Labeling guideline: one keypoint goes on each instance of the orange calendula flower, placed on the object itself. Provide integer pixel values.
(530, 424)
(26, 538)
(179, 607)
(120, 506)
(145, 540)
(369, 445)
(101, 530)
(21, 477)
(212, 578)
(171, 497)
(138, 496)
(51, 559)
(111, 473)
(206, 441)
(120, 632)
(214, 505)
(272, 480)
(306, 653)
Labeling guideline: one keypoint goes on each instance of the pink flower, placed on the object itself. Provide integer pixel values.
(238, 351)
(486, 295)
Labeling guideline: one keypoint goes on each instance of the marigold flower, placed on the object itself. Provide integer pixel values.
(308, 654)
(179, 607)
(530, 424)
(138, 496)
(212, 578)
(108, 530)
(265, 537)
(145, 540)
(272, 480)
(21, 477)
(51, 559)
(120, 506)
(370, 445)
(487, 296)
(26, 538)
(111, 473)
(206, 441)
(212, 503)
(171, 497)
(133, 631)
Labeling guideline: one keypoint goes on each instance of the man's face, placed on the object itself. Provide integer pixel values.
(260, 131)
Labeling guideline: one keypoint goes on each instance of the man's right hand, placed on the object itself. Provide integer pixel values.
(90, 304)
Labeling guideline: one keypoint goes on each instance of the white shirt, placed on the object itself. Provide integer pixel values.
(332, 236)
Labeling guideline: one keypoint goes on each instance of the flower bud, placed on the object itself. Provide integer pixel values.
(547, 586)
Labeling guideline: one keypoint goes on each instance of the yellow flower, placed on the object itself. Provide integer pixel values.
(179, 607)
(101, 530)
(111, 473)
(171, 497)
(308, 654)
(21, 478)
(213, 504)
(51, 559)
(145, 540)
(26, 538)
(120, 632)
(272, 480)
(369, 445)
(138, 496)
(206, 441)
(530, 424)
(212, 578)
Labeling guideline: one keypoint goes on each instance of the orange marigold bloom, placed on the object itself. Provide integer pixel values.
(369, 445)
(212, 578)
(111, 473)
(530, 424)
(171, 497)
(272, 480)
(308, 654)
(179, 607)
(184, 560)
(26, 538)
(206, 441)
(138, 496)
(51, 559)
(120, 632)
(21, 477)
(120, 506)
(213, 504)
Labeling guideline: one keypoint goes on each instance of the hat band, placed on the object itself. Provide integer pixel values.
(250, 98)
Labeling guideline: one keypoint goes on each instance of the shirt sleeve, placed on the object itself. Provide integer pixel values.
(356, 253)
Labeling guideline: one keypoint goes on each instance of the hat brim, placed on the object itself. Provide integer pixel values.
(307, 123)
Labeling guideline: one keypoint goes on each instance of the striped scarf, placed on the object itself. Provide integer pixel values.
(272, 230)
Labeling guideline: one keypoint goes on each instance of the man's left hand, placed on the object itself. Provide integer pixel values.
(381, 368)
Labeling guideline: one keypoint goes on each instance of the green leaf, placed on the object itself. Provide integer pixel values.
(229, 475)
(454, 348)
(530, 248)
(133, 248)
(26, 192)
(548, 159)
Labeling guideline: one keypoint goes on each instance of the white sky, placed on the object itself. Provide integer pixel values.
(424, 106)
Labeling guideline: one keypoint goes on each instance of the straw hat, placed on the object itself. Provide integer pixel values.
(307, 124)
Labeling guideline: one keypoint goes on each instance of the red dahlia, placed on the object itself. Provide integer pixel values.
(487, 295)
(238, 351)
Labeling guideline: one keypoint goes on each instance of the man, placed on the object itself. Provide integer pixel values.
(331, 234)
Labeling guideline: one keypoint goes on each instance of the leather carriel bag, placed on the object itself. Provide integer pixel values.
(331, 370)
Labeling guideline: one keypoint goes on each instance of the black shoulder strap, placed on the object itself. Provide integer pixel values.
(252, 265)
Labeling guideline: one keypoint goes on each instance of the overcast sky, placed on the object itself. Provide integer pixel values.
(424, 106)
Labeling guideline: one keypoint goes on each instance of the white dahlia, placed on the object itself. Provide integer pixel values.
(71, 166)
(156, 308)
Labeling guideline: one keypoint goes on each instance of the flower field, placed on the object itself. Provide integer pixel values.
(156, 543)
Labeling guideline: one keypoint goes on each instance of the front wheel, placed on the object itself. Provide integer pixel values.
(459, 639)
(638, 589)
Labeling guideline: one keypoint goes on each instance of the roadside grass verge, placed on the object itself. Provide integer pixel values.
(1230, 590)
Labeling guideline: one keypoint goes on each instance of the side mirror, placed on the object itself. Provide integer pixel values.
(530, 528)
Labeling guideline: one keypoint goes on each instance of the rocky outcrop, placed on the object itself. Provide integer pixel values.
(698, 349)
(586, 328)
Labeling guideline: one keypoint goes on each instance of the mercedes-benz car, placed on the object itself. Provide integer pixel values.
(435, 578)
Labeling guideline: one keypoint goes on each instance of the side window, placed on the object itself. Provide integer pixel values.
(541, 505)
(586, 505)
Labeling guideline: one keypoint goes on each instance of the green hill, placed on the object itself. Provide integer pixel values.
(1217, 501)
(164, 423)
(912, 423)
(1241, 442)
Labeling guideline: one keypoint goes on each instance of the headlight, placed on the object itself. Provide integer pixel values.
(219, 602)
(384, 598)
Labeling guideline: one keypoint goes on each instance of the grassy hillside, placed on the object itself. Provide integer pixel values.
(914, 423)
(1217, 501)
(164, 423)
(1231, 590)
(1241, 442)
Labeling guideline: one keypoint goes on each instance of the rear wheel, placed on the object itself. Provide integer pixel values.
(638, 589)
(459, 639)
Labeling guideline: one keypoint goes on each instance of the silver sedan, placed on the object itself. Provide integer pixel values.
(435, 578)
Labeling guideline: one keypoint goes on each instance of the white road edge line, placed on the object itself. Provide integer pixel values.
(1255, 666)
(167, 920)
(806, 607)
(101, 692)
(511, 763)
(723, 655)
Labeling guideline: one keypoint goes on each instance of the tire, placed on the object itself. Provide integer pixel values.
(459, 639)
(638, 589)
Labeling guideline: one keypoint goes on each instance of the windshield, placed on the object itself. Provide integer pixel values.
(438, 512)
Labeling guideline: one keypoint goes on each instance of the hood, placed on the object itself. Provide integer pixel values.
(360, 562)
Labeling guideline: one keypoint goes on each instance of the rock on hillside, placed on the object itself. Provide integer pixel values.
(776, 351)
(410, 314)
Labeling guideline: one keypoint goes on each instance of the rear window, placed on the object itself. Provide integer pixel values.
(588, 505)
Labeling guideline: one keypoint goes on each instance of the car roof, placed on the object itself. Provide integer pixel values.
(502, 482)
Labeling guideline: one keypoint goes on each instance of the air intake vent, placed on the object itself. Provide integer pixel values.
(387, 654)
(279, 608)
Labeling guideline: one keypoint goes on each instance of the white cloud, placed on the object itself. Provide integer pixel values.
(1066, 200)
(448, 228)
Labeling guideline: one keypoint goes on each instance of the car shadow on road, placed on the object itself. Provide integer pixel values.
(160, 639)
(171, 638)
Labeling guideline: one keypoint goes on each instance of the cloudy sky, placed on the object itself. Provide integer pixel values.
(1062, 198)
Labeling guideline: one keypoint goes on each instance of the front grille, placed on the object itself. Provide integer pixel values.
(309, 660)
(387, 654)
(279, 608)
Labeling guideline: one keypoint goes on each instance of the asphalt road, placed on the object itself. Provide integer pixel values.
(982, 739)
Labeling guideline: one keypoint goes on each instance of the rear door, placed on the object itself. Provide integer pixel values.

THE PROBLEM: With no line skipped, repeat the records exactly.

TASK SOLUTION:
Labeling guideline: one keypoint goes on each instance of the orange calendula flower, placed on the object itself. Provide integer pixel values.
(530, 424)
(26, 538)
(179, 607)
(120, 506)
(145, 540)
(369, 445)
(101, 530)
(21, 477)
(212, 578)
(171, 497)
(138, 496)
(51, 559)
(111, 473)
(206, 441)
(120, 632)
(214, 505)
(272, 480)
(306, 653)
Labeling guideline: one keypoint goes on each instance of the pink flower, placed on the object itself. Provide integer pixel values.
(238, 351)
(486, 295)
Labeling guideline: one keypoint goes on each instance of the marigold flower, placed on the object itself. Provide integer pixel values.
(308, 654)
(179, 607)
(530, 424)
(138, 496)
(212, 578)
(108, 530)
(265, 537)
(145, 540)
(272, 480)
(21, 477)
(51, 559)
(120, 506)
(370, 445)
(487, 296)
(26, 538)
(111, 473)
(206, 441)
(212, 503)
(171, 497)
(133, 631)
Labeling guideline: one keypoint goes on each instance of the man's face, placed on the object itself. Provide integer pixel values.
(260, 131)
Labeling guideline: one keypoint goes on each instance of the man's right hand, placed on the object itself. Provide integer pixel values.
(90, 304)
Labeling guideline: one keypoint goes on each instance of the white shirt, placed on the object itself. Provide integer pixel values.
(332, 236)
Labeling guideline: one keypoint goes on each instance of the flower bud, placed on the object itself. Provide integer pixel values.
(547, 586)
Labeling guideline: one keypoint goes on each instance of the yellow flower, placed on the object itself. Provide integer pixel values.
(179, 607)
(101, 530)
(111, 473)
(171, 497)
(308, 654)
(21, 478)
(213, 504)
(51, 559)
(145, 540)
(26, 538)
(120, 632)
(272, 480)
(369, 445)
(138, 496)
(206, 441)
(530, 424)
(212, 578)
Labeling guideline: one keypoint goes on each instance of the orange marigold bloom, placed on the object itself. Provide integer pixel values.
(369, 445)
(212, 578)
(111, 473)
(530, 424)
(171, 497)
(272, 480)
(308, 654)
(179, 607)
(184, 560)
(26, 538)
(206, 441)
(138, 496)
(51, 559)
(120, 632)
(21, 477)
(120, 506)
(213, 504)
Labeling guideline: one keypoint goes on each instance of the hat band, placed on the object itself. Provide integer pixel values.
(250, 98)
Labeling guideline: one keypoint goes on each instance of the shirt sleeve, placed on the object itself. Provide integer pixel values.
(356, 253)
Labeling guideline: one keypoint goes on each instance of the hat brim, placed on the object itself. Provide integer pixel values.
(307, 123)
Labeling guideline: one keypoint goes on each instance of the striped scarf, placed on the object itself. Provide integer pixel values.
(272, 230)
Labeling guideline: one keypoint goes on each instance of the man's left hand, placed on the object itself. Provide integer pixel values.
(381, 368)
Labeling guideline: one keypoint goes on each instance of the green leaf, placed on the object itself. Provide integer pixel values.
(229, 475)
(454, 348)
(530, 248)
(133, 248)
(26, 192)
(548, 159)
Labeling guideline: one keypoint goes on each instance of the white sky, placed on the object itself. Provide integer pixel values.
(424, 106)
Labeling guideline: one keypoint goes on each instance of the straw hat, placed on the object itself. Provide integer pixel values.
(307, 124)
Labeling guideline: one keypoint goes on each instance of the red dahlia, placed on the object itself. Provide integer pixel values.
(487, 295)
(238, 351)
Labeling guideline: one keypoint goes on each instance of the man, placed on the object itself. Provide integer pixel values.
(331, 234)
Labeling guideline: one keypoint goes on each instance of the leather carriel bag, placed on the object itself. Provide integer pixel values.
(331, 370)
Labeling guideline: one keypoint goes on each instance of the black shoulder strap, placed on the object itself. Provide integer pixel values.
(252, 265)
Labeling guideline: one keypoint goes on each instance of the overcast sky, placed on the object itself. Provide integer pixel values.
(424, 106)
Labeling guideline: one keypoint goes on each instance of the white dahlia, placed on the object itself. Provide integer pixel values.
(71, 166)
(156, 308)
Labeling guideline: one keypoint goes on each instance of the flower field, placed on the object itself. Provide integer pixel values.
(156, 543)
Labeling guideline: one keypoint goes on each instance of the front wheel, placed on the object itself. Provide integer pixel values.
(459, 639)
(638, 589)
Labeling guideline: one keypoint goes on each instance of the roadside grass verge, placed on the object itself. Provide integer pixel values.
(1230, 590)
Labeling guideline: one keypoint goes on each instance of the side mirror, placed on the object itself. Provide integer pixel values.
(530, 528)
Labeling guideline: one keypoint goes on each instance of the rocky outcrop, placed on the object itself. Provide integer pixel values.
(698, 349)
(586, 328)
Labeling guideline: one keypoint goes on each instance of the mercedes-benz car, placed on the object itself. Provide integer pixel values.
(435, 578)
Labeling guideline: one keypoint goes on each instance of the side window, placed on the object itself. Provide integer pixel values.
(541, 505)
(586, 505)
Labeling guideline: one keypoint goes on each instance of the green hill, placed on the object itself. Provide integer pixel values.
(1217, 501)
(164, 423)
(912, 423)
(1241, 442)
Labeling guideline: one keypoint goes on each instance of the headlight, placed on the object itself. Provide integer pixel values.
(219, 602)
(384, 598)
Labeling guideline: one keypoint goes on each instance of the grassy hillside, placed on the object itself. Provide integer pixel values.
(914, 423)
(1217, 501)
(164, 423)
(1231, 590)
(1241, 442)
Labeling guideline: one keypoint goes on each instance of the rear wheel, placed on the object itself. Provide integer pixel values.
(638, 589)
(459, 639)
Labeling guideline: one keypoint goes on each instance of the silver sedan, placed on the object itself. Provide integer pixel values.
(435, 578)
Labeling guideline: one keypoint goes on each instance of the white road edge line, placed on the object itself. Provide integer pixel values.
(1255, 666)
(167, 920)
(806, 607)
(101, 692)
(511, 763)
(723, 655)
Labeling guideline: one keypoint goes on each instance of the tire, placed on the object itself. Provide integer pixel values.
(459, 639)
(638, 589)
Labeling guideline: one keypoint goes on each instance of the windshield, placed on the object itself. Provide integer pixel values.
(438, 512)
Labeling guideline: one keypoint goes on each instance of the hood, placed on the object itself. Provide integer pixel values.
(360, 562)
Labeling guideline: one keypoint goes on each instance of the rock on hillside, placed on the object itself. Provide integer pixel values.
(776, 351)
(410, 314)
Labeling guideline: one keypoint goes on each instance of the rear window, placed on the object itself. Provide integer pixel values.
(588, 505)
Labeling guideline: one keypoint goes on each instance of the car roof, placed on the object itself. Provide integer pixel values.
(502, 482)
Labeling guideline: one keypoint goes on each instance of the air intake vent, placed on the object itself. Provide integer pixel values.
(387, 654)
(279, 608)
Labeling guideline: one keypoint goes on each instance of the white cloud, placed on the object itself. Provide integer pixel values.
(1066, 200)
(448, 228)
Labeling guideline: one keypoint goes on each instance of the car shadow on road, placed on the object itself. Provide integer pixel values.
(160, 639)
(171, 638)
Labeling guideline: one keypoint goes on each instance of the cloudy sky, placed on the object itself. Provide integer pixel values.
(1062, 198)
Labeling guideline: one keypoint goes on each instance of the front grille, placed on the object itself. Provide integer pixel values.
(309, 660)
(387, 654)
(279, 608)
Labeling guideline: one keypoint goes on each instance of the asphalt road, placed on the object itself. Provide integer pixel values.
(982, 739)
Labeling guideline: one keypoint goes on each instance of the rear door, placed on the object itself. Provide integer pixel values.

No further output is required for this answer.